#### SELECTION
____________

Re: Facing error java.io.NotSerializableException: org.apache.hadoop.io.Text

Posted by Gabriel Reid <ga...@gmail.com>.
Hi Ashish,

The full implementation of this kind of thing (the translation from
pipeline code into MapReduce jobs) is contained in the packages under
org.apache.crunch.impl.mr.

Crunch has a single Mapper class (o.a.c.impl.mr.run.CrunchMapper) and
a single Reducer class (o.a.c.impl.mr.run.CrunchReducer). All DoFns
are executed within this Mapper and Reducer (plus CrunchCombiner), so
they are effectively wrappers around the execution of the DoFns (and I
would say that your understanding is indeed correct).

- Gabriel

On Thu, Dec 27, 2012 at 3:36 AM, Ashish <pa...@gmail.com> wrote:
> Thanks Gabriel !
>
> Where can I look in Crunch code for this. Its like Crunch has some wrapper
> MapReduce functions and post the complete pipeline graph, it decides which
> functions to run when, passing the params from Mapper to DoFn instance. Is
> this understanding correct?
>
>
> On Wed, Dec 26, 2012 at 10:44 PM, Gabriel Reid <ga...@gmail.com>
> wrote:
>>
>> Hi Ashish,
>>
>> Your solution looks good -- indeed, any non-serializable members are
>> typically initialized in the initialize method.
>>
>> The way crunch works is that DoFn instances are serialized at the client,
>> and then deserialized, initialized, and run within map and reduce tasks. A
>> single map or reduce task will make use of one or more DoFn instances (ie
>> they can be chained together within a single task).
>>
>> - Gabriel
>>
>>
>> On 26 Dec 2012, at 15:26, Ashish <pa...@gmail.com> wrote:
>>
>> Hi Gabriel,
>>
>> Bull's eye :) My code was holding reference to a non-transient Text
>> instance.

____________

#### WORK REQUIRED
Copy the Crunch thread from "Re: Facing error" to "org.apache.crunch.impl.mr.", changing "MapReduce" to "Spark".

____________

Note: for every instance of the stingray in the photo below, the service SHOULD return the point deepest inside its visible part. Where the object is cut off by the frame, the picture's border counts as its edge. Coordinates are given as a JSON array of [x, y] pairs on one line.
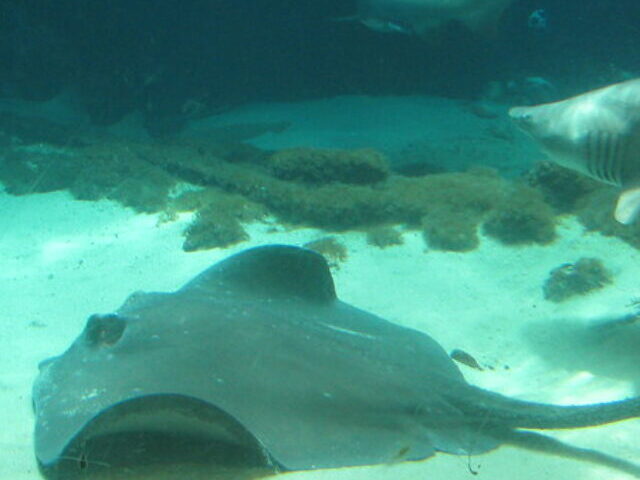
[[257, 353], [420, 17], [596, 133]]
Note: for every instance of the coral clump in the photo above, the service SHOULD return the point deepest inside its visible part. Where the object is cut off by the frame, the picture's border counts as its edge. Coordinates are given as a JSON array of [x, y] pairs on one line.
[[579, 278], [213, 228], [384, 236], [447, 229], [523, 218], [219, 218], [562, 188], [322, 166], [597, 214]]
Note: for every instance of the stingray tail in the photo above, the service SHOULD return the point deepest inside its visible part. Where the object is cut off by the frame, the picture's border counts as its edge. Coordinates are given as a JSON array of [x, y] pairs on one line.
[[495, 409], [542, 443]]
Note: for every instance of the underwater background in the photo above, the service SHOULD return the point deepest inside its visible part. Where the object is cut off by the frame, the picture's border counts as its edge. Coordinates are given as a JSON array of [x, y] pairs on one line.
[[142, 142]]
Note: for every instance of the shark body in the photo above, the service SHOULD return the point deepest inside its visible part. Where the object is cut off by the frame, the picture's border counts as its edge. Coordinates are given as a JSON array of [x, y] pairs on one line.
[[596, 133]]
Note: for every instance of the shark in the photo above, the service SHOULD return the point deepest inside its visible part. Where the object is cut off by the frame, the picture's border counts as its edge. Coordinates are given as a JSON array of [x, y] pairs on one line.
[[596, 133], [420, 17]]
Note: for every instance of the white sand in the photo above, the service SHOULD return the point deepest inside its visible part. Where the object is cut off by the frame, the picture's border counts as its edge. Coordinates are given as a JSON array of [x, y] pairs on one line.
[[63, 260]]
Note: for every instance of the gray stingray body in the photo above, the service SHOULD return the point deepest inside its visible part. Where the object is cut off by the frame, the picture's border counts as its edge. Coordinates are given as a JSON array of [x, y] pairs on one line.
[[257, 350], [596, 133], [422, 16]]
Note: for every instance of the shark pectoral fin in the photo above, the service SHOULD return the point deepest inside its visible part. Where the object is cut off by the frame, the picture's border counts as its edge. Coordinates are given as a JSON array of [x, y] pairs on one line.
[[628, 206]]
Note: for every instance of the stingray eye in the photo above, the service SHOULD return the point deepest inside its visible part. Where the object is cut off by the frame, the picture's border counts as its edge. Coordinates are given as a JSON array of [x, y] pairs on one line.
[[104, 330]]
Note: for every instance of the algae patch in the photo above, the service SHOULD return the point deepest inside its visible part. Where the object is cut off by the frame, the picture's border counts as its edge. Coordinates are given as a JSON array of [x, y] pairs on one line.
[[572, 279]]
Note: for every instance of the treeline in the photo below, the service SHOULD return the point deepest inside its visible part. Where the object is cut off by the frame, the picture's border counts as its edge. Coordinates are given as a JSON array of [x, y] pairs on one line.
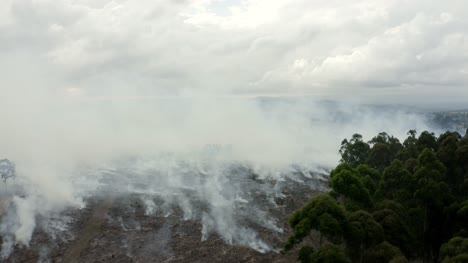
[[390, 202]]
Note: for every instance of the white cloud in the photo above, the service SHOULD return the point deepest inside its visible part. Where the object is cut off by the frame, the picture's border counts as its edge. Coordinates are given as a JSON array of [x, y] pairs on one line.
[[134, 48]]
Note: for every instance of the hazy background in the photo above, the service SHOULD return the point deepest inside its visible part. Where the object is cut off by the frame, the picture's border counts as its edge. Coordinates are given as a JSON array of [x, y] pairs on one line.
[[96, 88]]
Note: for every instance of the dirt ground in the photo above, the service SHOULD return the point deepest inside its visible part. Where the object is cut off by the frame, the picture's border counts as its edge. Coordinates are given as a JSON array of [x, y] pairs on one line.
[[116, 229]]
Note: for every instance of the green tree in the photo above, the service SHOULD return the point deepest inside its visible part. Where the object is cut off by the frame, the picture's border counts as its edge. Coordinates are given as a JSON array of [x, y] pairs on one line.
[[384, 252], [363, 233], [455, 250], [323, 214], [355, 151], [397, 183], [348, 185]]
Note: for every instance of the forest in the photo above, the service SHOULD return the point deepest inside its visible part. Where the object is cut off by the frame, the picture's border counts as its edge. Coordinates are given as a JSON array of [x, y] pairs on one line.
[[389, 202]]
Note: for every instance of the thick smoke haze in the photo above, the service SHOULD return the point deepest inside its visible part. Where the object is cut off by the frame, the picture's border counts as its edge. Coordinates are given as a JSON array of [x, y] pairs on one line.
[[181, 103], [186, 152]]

____________

#### ANSWER TO THE TASK
Re: Facing error java.io.NotSerializableException: org.apache.hadoop.io.Text

Posted by Gabriel Reid <ga...@gmail.com>.
Hi Ashish,

The full implementation of this kind of thing (the translation from
pipeline code into Spark jobs) is contained in the packages under
org.apache.crunch.impl.mr.